##### Exercise input
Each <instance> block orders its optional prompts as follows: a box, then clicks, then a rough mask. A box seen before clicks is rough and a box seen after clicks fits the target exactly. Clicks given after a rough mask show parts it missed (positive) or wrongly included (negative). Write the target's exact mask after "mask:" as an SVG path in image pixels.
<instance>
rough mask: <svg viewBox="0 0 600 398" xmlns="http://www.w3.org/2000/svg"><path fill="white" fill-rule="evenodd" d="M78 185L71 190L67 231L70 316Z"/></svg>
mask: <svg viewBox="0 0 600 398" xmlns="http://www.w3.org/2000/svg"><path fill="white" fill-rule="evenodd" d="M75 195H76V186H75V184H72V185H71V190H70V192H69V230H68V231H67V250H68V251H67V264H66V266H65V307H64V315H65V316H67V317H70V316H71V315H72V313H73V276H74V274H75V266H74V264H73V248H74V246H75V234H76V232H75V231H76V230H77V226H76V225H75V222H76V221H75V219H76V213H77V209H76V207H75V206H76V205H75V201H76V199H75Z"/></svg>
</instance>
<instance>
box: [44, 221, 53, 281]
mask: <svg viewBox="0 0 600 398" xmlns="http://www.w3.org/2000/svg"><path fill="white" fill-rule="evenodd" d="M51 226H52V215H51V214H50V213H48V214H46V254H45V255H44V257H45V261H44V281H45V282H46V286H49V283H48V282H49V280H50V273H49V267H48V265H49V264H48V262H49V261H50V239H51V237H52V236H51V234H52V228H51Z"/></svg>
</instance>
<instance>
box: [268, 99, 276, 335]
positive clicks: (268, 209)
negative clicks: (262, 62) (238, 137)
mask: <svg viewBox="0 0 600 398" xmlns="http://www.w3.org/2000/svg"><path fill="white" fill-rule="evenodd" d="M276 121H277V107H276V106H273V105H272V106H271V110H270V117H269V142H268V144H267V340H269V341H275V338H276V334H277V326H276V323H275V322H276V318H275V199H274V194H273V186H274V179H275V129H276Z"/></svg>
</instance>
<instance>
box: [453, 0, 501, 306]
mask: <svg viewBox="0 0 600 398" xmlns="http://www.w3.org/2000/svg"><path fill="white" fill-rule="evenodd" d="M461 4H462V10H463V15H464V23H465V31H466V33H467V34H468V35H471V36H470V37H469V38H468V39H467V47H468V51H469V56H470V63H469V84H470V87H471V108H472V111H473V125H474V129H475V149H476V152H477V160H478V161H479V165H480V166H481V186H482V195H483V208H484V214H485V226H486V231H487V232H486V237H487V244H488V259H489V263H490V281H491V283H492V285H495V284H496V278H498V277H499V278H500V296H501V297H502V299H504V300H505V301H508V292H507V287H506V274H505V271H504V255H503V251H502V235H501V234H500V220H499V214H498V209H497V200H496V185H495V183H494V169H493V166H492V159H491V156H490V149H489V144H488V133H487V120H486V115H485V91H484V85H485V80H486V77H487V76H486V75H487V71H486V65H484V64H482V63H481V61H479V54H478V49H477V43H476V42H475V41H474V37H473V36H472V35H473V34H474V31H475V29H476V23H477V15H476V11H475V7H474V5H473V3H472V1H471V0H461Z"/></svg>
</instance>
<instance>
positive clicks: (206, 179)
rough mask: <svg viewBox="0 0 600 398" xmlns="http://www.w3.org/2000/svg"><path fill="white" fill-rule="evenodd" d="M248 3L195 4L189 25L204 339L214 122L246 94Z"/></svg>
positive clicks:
##########
## Exercise objective
Rewrite the listing above as a numbered list with one line per item, leaving out any blank lines.

## Written response
1. Each <instance> block orders its optional prompts as follows: a box, then clicks, then a rough mask. A box seen before clicks is rough and a box seen after clicks fits the target exactly. Clicks given after a rough mask show parts it missed (positive) or wrongly included (negative). Write the target's exact mask after "mask:" as an SVG path in image pixels.
2. <instance>
3. rough mask: <svg viewBox="0 0 600 398" xmlns="http://www.w3.org/2000/svg"><path fill="white" fill-rule="evenodd" d="M78 185L71 190L67 231L70 316Z"/></svg>
4. mask: <svg viewBox="0 0 600 398" xmlns="http://www.w3.org/2000/svg"><path fill="white" fill-rule="evenodd" d="M75 195H76V186H75V184H72V185H71V190H70V192H69V230H68V231H67V250H68V251H67V264H66V266H65V307H64V315H65V316H67V317H70V316H71V315H72V313H73V276H74V274H75V266H74V264H73V248H74V246H75V234H76V232H75V231H76V230H77V226H76V225H75V222H76V221H75V219H76V213H77V209H76V207H75V206H76V205H75V201H76V199H75Z"/></svg>
5. </instance>
6. <instance>
7. box: [44, 221, 53, 281]
8. mask: <svg viewBox="0 0 600 398" xmlns="http://www.w3.org/2000/svg"><path fill="white" fill-rule="evenodd" d="M51 226H52V215H51V214H50V213H48V214H46V254H45V255H44V257H45V261H44V281H45V282H46V286H49V283H48V282H49V280H50V273H49V267H48V265H49V264H48V262H49V261H50V239H51V237H52V236H51V234H52V228H51Z"/></svg>
9. </instance>
10. <instance>
11. box: [268, 99, 276, 335]
12. positive clicks: (268, 209)
13. negative clicks: (262, 62) (238, 137)
14. mask: <svg viewBox="0 0 600 398" xmlns="http://www.w3.org/2000/svg"><path fill="white" fill-rule="evenodd" d="M276 121H277V107H276V106H273V105H272V106H271V110H270V117H269V142H268V144H267V340H269V341H275V338H276V334H277V326H276V323H275V322H276V318H275V199H274V194H273V186H274V179H275V129H276Z"/></svg>
15. </instance>
16. <instance>
17. box: [453, 0, 501, 306]
18. mask: <svg viewBox="0 0 600 398" xmlns="http://www.w3.org/2000/svg"><path fill="white" fill-rule="evenodd" d="M461 4H462V10H463V15H464V23H465V31H466V33H467V34H468V35H471V36H470V37H469V38H468V39H467V47H468V51H469V56H470V63H469V84H470V87H471V108H472V111H473V125H474V129H475V149H476V152H477V160H478V161H479V165H480V166H481V186H482V195H483V208H484V214H485V226H486V231H487V232H486V237H487V244H488V259H489V263H490V281H491V283H492V285H495V284H496V278H498V277H499V278H500V296H501V297H502V299H504V300H505V301H508V292H507V287H506V274H505V271H504V255H503V251H502V235H501V234H500V220H499V214H498V209H497V200H496V185H495V183H494V169H493V166H492V159H491V156H490V149H489V144H488V133H487V120H486V115H485V91H484V85H485V80H486V77H487V76H486V75H487V71H486V65H484V64H482V63H481V61H479V54H478V49H477V43H476V42H475V41H474V37H473V36H472V35H473V34H474V31H475V29H476V23H477V15H476V11H475V7H474V5H473V3H472V1H471V0H461Z"/></svg>
19. </instance>
20. <instance>
21. positive clicks: (206, 179)
22. rough mask: <svg viewBox="0 0 600 398" xmlns="http://www.w3.org/2000/svg"><path fill="white" fill-rule="evenodd" d="M248 3L195 4L189 25L204 339L214 122L246 94Z"/></svg>
23. positive clicks:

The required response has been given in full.